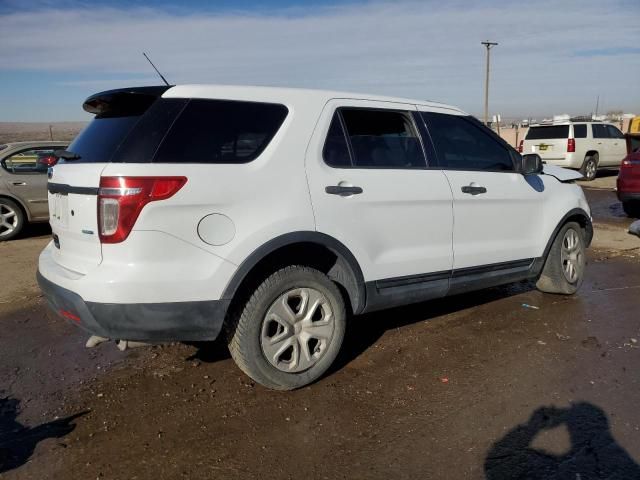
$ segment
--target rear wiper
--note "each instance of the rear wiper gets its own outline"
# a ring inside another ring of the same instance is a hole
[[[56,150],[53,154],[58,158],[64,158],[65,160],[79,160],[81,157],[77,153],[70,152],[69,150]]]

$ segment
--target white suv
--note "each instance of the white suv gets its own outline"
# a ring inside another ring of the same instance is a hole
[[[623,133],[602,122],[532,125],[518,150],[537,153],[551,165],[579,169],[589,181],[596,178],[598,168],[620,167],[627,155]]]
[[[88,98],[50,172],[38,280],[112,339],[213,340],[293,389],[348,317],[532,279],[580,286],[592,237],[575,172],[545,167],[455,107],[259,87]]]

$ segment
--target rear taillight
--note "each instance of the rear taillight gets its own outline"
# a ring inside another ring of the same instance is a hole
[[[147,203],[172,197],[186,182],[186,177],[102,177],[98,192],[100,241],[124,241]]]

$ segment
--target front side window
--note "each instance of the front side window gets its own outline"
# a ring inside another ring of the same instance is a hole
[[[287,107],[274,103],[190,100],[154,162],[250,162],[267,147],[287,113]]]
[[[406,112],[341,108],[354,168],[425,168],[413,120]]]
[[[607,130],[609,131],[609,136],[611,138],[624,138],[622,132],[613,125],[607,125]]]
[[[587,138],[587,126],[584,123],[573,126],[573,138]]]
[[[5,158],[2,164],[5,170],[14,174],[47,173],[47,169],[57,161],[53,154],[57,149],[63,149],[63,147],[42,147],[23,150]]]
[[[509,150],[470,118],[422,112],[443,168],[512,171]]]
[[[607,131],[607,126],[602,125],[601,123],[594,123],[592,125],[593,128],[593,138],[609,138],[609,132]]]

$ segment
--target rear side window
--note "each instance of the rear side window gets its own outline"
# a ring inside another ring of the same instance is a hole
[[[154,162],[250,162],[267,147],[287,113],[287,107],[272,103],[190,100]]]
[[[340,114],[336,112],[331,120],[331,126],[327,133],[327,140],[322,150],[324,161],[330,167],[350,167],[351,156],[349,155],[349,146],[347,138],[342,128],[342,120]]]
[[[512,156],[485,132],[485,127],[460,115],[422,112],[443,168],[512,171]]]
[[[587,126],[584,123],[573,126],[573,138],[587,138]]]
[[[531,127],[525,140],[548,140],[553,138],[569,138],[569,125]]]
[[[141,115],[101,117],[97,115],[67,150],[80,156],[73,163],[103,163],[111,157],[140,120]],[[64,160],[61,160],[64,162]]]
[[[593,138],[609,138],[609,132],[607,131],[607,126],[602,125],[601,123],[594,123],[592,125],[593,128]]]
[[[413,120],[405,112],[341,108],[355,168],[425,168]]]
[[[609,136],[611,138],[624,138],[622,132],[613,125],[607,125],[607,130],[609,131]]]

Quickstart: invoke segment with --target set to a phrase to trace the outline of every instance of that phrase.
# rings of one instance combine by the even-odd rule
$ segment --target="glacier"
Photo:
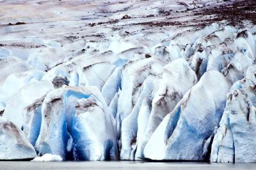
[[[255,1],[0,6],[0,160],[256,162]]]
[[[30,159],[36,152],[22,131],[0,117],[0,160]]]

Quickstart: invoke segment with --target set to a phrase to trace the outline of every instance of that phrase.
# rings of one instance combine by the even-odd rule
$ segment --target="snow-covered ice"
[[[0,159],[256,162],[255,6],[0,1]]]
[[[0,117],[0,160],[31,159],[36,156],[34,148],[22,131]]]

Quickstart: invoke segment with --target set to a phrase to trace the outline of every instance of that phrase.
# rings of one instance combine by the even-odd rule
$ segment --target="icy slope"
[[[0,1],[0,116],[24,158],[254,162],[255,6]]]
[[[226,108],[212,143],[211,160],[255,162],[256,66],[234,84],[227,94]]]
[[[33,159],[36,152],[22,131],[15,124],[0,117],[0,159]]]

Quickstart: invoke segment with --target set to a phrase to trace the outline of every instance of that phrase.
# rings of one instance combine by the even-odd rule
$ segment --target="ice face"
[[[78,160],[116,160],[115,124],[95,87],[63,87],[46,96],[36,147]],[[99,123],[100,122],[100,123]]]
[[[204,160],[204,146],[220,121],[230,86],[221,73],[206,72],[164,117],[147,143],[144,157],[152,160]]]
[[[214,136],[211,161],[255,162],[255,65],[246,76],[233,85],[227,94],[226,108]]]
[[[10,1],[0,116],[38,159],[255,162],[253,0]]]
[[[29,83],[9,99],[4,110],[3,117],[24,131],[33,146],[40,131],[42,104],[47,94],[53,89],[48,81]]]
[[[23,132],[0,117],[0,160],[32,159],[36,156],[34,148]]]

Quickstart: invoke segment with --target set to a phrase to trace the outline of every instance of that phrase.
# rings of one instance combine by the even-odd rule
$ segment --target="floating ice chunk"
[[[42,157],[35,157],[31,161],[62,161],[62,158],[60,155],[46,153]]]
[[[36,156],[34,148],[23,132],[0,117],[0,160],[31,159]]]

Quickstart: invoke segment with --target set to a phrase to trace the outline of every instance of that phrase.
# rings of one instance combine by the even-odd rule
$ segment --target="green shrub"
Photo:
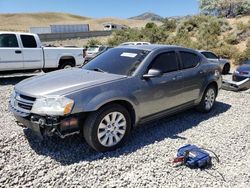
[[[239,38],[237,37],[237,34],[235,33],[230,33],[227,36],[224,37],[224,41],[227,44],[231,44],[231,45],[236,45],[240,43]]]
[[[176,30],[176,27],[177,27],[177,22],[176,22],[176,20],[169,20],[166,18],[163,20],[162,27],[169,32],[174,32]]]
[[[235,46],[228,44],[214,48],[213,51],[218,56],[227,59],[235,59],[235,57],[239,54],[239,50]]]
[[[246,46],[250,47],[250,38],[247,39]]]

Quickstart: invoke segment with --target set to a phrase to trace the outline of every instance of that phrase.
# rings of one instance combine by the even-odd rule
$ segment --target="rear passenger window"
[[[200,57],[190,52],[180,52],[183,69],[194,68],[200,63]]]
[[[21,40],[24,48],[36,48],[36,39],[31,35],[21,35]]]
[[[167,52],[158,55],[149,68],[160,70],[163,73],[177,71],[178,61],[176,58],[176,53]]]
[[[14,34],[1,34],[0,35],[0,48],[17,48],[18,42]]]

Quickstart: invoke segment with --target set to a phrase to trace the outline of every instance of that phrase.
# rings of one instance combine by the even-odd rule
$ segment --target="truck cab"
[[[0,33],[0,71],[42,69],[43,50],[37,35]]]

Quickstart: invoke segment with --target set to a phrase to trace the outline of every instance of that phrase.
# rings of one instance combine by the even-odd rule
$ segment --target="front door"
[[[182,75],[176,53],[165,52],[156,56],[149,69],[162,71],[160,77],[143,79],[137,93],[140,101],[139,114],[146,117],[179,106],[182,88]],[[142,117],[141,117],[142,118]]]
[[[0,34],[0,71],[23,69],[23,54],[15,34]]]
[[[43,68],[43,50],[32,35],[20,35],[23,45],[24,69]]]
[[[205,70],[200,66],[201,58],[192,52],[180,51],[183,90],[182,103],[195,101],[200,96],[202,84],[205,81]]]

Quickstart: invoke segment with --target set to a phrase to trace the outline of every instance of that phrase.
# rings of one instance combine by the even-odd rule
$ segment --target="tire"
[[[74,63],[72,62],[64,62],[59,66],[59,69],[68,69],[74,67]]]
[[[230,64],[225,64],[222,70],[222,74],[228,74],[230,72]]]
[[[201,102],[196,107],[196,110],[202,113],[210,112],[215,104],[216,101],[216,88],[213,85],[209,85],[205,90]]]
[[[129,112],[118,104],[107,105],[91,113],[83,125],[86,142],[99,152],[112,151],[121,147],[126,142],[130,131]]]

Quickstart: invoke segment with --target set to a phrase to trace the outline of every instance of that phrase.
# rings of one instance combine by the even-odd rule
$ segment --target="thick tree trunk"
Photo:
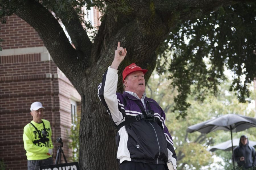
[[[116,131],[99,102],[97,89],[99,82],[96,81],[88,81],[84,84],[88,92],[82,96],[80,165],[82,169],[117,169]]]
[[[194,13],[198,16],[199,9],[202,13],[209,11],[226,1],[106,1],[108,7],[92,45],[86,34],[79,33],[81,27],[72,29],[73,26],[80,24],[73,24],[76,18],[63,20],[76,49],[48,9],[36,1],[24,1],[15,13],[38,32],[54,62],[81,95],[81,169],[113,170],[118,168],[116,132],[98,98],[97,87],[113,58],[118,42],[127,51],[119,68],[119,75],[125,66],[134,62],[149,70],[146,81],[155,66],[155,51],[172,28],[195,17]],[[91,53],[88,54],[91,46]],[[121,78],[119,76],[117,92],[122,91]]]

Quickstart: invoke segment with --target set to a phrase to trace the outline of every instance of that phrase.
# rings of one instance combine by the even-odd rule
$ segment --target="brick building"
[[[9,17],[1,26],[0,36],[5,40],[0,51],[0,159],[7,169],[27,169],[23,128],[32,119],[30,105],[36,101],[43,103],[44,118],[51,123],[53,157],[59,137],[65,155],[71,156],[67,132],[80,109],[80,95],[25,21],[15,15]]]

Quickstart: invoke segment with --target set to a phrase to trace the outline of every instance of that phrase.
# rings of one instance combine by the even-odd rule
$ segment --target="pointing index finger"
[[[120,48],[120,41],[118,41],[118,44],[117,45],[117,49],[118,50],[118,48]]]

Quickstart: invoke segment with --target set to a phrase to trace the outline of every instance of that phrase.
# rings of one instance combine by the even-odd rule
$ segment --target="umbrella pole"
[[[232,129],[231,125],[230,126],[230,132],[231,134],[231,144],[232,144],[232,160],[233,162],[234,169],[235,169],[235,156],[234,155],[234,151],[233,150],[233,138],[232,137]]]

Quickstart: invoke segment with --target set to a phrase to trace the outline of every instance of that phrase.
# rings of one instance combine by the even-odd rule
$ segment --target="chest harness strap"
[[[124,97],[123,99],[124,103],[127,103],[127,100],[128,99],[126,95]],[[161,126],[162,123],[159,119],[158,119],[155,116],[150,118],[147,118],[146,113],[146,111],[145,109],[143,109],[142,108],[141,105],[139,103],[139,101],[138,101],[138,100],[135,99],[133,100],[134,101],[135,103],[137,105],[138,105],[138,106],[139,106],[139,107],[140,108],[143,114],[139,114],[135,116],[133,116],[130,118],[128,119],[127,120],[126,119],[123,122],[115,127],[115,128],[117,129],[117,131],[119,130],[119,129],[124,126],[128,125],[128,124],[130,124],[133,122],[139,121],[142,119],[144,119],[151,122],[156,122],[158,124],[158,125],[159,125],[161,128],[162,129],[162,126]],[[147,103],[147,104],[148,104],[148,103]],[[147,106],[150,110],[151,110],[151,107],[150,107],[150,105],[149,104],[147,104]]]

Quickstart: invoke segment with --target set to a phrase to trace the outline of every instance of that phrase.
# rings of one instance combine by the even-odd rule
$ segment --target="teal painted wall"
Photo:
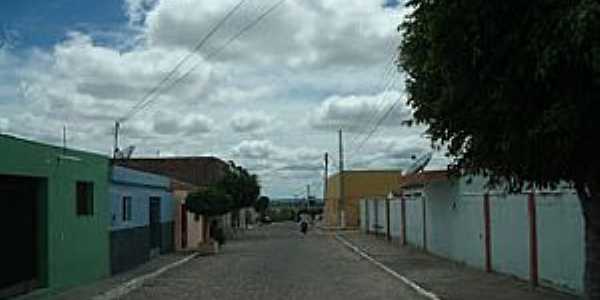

▬▬▬

__WHAT YOU ARE ASKED TO DO__: Please filter the entries above down to the lines that contain the word "front", and treat uppercase and lowercase as different.

__COMPLETE RESPONSE__:
--target front side window
--note "each instance of the front side window gets its own outline"
$ segment --target="front door"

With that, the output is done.